_SET TASK A:_ From the forum post about the unstable system below, list every step the poster says they have already taken to fix the problem.

_SOURCE TEXT:_
◆ ◆ ◆

# System unstable

## Lawless

I know it's nearly impossible to tell me how to solve this but I try it anyway.

What I have:

500 mhz VIA C3 Eden machine with new ram modules

What goes wrong:

The system is highly unstable. There are weeks when it crashes 3 to 4 times a day and then there are times when it runs for 20 days or more till the next crash.

And when it crashes it really hangs - no log entry, no kernel panic - the system simply stops.

The system hangs - totally random - while:

- copying large amounts of data over the network (onboard nic)

- plugging in or out some of my usb devices

- working with my wlan stick

- emerge metadata

- playing an mp3 (while playing a wmf stream does work forever)

- doing just nothing!

- a lot of other things...

In short - it crashes in nearly any situation but it's not always reproducable.

What I did so far:

- I built in new ram

- I ran memtest and others for hours and days without a single error

- I ran stress with cpu, io, mem and hdd workers for days without a crash

- I completly reinstalled gentoo more than once

- I rebuilt world without any cpu optimizations

What system do I use:

I'm having this problems since kernel 2.4.x and nearly every 2.6 kernel release currently running on 2.6.16-r1.

◆ ◆ ◆

_PROVIDED DATA:_
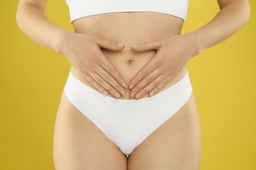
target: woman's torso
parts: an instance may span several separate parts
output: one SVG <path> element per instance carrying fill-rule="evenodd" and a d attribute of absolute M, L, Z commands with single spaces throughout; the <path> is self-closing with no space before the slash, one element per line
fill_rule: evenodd
<path fill-rule="evenodd" d="M 180 35 L 183 20 L 174 16 L 158 12 L 114 12 L 79 18 L 72 24 L 76 33 L 93 35 L 125 44 L 125 48 L 119 52 L 104 49 L 102 49 L 102 52 L 129 84 L 133 77 L 156 54 L 155 50 L 135 52 L 131 45 Z M 179 81 L 186 73 L 186 69 L 184 66 L 161 91 Z M 77 70 L 73 67 L 71 70 L 79 80 L 98 91 Z M 109 95 L 113 97 L 111 94 Z M 147 94 L 142 98 L 148 96 Z M 121 96 L 120 99 L 134 97 L 130 97 L 130 90 L 127 88 L 126 95 Z"/>

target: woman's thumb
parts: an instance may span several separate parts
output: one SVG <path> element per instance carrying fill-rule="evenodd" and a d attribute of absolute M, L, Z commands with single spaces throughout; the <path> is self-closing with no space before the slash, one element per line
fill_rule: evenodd
<path fill-rule="evenodd" d="M 100 39 L 97 40 L 96 44 L 100 48 L 103 48 L 112 51 L 119 51 L 123 48 L 124 44 L 117 43 L 111 41 Z"/>

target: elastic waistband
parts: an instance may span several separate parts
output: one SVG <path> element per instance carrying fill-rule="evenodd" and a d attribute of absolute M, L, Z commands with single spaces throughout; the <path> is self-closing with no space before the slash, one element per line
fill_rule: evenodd
<path fill-rule="evenodd" d="M 70 96 L 70 97 L 75 97 L 72 100 L 75 100 L 78 103 L 84 102 L 85 105 L 93 103 L 97 105 L 97 103 L 100 102 L 100 103 L 98 103 L 98 105 L 100 106 L 105 105 L 107 107 L 108 105 L 114 104 L 121 107 L 129 107 L 130 108 L 137 107 L 140 105 L 145 104 L 148 105 L 148 107 L 154 106 L 156 103 L 158 103 L 159 101 L 162 101 L 163 102 L 168 102 L 168 101 L 173 100 L 182 101 L 182 99 L 181 99 L 189 97 L 192 90 L 192 88 L 188 71 L 180 80 L 169 88 L 152 97 L 139 99 L 117 99 L 102 94 L 78 80 L 74 76 L 71 71 L 64 87 L 66 95 Z M 86 100 L 88 101 L 87 101 Z"/>

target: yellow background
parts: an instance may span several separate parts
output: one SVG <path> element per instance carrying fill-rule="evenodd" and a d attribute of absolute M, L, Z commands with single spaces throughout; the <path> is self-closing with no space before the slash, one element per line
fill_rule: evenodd
<path fill-rule="evenodd" d="M 49 20 L 73 30 L 65 0 L 48 1 Z M 18 2 L 0 0 L 0 169 L 54 169 L 54 121 L 70 63 L 19 29 Z M 249 3 L 245 26 L 188 63 L 202 128 L 201 170 L 256 169 L 256 1 Z M 190 1 L 182 32 L 218 10 L 217 1 Z"/>

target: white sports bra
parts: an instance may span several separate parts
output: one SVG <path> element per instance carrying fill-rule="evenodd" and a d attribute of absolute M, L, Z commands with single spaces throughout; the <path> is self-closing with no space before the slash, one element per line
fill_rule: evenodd
<path fill-rule="evenodd" d="M 188 0 L 66 0 L 70 22 L 85 16 L 121 12 L 156 12 L 186 18 Z"/>

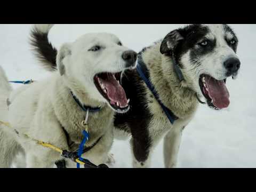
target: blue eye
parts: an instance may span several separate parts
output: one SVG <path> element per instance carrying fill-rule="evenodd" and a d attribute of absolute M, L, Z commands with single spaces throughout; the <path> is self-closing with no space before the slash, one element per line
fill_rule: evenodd
<path fill-rule="evenodd" d="M 101 49 L 100 46 L 97 45 L 97 46 L 93 46 L 92 48 L 89 49 L 88 51 L 98 51 L 100 50 L 100 49 Z"/>

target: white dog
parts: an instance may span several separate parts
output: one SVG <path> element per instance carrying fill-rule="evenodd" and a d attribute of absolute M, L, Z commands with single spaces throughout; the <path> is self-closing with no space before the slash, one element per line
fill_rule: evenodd
<path fill-rule="evenodd" d="M 113 141 L 114 113 L 130 108 L 119 81 L 122 71 L 135 67 L 136 53 L 122 46 L 115 35 L 100 33 L 65 44 L 57 53 L 47 38 L 52 26 L 36 25 L 31 34 L 39 59 L 58 69 L 50 78 L 12 91 L 0 68 L 0 121 L 12 127 L 0 125 L 1 167 L 10 167 L 21 149 L 27 167 L 53 167 L 60 154 L 37 141 L 76 151 L 89 109 L 90 139 L 82 157 L 96 165 L 105 163 Z M 55 56 L 56 63 L 51 59 Z M 75 165 L 66 162 L 67 166 Z"/>

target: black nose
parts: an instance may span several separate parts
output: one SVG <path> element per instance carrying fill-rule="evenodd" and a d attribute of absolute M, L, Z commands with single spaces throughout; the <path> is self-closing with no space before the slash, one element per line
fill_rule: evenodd
<path fill-rule="evenodd" d="M 228 70 L 228 74 L 229 75 L 237 72 L 240 68 L 240 61 L 238 59 L 231 58 L 228 59 L 224 62 L 224 66 Z"/>
<path fill-rule="evenodd" d="M 137 53 L 133 51 L 126 51 L 123 53 L 122 57 L 127 62 L 127 67 L 134 66 L 137 60 Z"/>

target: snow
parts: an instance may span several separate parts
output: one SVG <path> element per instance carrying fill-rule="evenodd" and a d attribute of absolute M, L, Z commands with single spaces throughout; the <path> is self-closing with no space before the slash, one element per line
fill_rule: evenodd
<path fill-rule="evenodd" d="M 57 25 L 50 31 L 53 44 L 75 41 L 88 33 L 116 34 L 126 46 L 139 51 L 183 25 Z M 185 129 L 179 167 L 256 167 L 255 95 L 255 25 L 230 25 L 239 44 L 241 70 L 237 79 L 228 79 L 230 105 L 221 111 L 201 105 Z M 28 44 L 30 25 L 0 25 L 0 65 L 10 80 L 42 79 L 50 74 L 35 59 Z M 14 85 L 14 87 L 22 86 Z M 154 150 L 152 167 L 163 167 L 163 141 Z M 128 141 L 115 141 L 115 167 L 131 167 Z"/>

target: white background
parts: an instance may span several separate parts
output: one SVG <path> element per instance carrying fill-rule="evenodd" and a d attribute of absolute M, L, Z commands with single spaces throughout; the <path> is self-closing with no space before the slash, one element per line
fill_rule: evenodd
<path fill-rule="evenodd" d="M 136 51 L 162 38 L 184 25 L 57 25 L 49 34 L 59 48 L 88 33 L 115 34 Z M 239 39 L 242 66 L 237 80 L 228 79 L 230 105 L 222 111 L 201 106 L 185 129 L 180 150 L 179 167 L 256 167 L 256 25 L 230 25 Z M 28 44 L 30 25 L 0 25 L 0 65 L 10 80 L 41 79 L 49 72 L 34 58 Z M 14 87 L 22 86 L 14 85 Z M 152 167 L 163 167 L 163 142 L 156 148 Z M 131 167 L 127 141 L 115 141 L 111 152 L 115 167 Z"/>

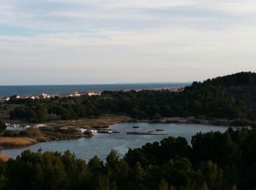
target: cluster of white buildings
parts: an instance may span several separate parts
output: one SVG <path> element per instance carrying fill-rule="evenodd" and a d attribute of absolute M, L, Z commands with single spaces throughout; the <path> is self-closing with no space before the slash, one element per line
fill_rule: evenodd
<path fill-rule="evenodd" d="M 5 96 L 5 97 L 1 97 L 0 99 L 0 102 L 6 102 L 9 101 L 10 99 L 50 99 L 50 96 L 45 94 L 42 93 L 42 94 L 36 94 L 36 95 L 32 95 L 31 96 L 20 96 L 20 95 L 13 95 L 12 96 Z"/>
<path fill-rule="evenodd" d="M 99 96 L 101 94 L 100 92 L 94 92 L 94 91 L 85 91 L 85 92 L 78 92 L 75 91 L 74 93 L 61 93 L 57 96 L 59 97 L 80 97 L 82 96 Z"/>
<path fill-rule="evenodd" d="M 74 93 L 61 93 L 58 94 L 56 96 L 59 96 L 60 98 L 62 97 L 80 97 L 84 95 L 87 96 L 99 96 L 100 95 L 100 92 L 94 92 L 94 91 L 86 91 L 86 92 L 78 92 L 75 91 Z M 21 97 L 20 95 L 14 95 L 12 96 L 5 96 L 5 97 L 1 97 L 0 98 L 0 102 L 4 102 L 7 101 L 9 101 L 10 99 L 50 99 L 51 96 L 49 94 L 47 94 L 45 93 L 42 93 L 42 94 L 35 94 L 32 96 L 24 96 Z"/>

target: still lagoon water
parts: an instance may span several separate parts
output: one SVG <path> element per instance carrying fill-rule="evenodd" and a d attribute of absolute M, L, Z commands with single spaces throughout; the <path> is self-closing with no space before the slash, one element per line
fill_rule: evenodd
<path fill-rule="evenodd" d="M 133 129 L 133 126 L 138 126 L 140 128 Z M 197 132 L 208 132 L 211 131 L 225 132 L 228 127 L 223 126 L 211 126 L 202 124 L 175 124 L 175 123 L 118 123 L 110 126 L 110 129 L 120 132 L 116 134 L 96 134 L 93 137 L 80 138 L 70 140 L 57 140 L 47 142 L 38 143 L 29 147 L 3 150 L 2 153 L 11 157 L 15 157 L 25 150 L 37 151 L 41 148 L 44 151 L 59 151 L 64 152 L 69 150 L 77 157 L 88 161 L 94 156 L 105 160 L 111 150 L 117 151 L 121 156 L 128 151 L 128 149 L 139 148 L 146 142 L 160 141 L 168 136 L 177 137 L 178 136 L 185 137 L 189 142 L 192 136 Z M 163 129 L 162 132 L 157 132 L 158 134 L 167 135 L 129 135 L 127 132 L 148 132 L 156 129 Z"/>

◆ ◆ ◆

_SET TASK B:_ Please copy the part of the records that opens with the line containing "target: woman's thumb" and closes with the line containing "100 39 L 97", including both of those lines.

_RESPONSE A:_
- Built in new RAM
- Ran memtest and other tests for hours and days without a single error
- Ran stress with CPU, IO, memory and HDD workers for days without a crash
- Completely reinstalled Gentoo more than once
- Rebuilt world without any CPU optimizations

_RESPONSE B:_
target: woman's thumb
parts: an instance may span several separate parts
output: one SVG <path> element per instance carrying fill-rule="evenodd" and a d attribute of absolute M, L, Z commands with single spaces throughout; the <path> is self-closing with no space before the slash, one element per line
fill_rule: evenodd
<path fill-rule="evenodd" d="M 100 39 L 97 40 L 96 44 L 100 48 L 103 48 L 112 51 L 119 51 L 123 48 L 124 44 L 117 43 L 111 41 Z"/>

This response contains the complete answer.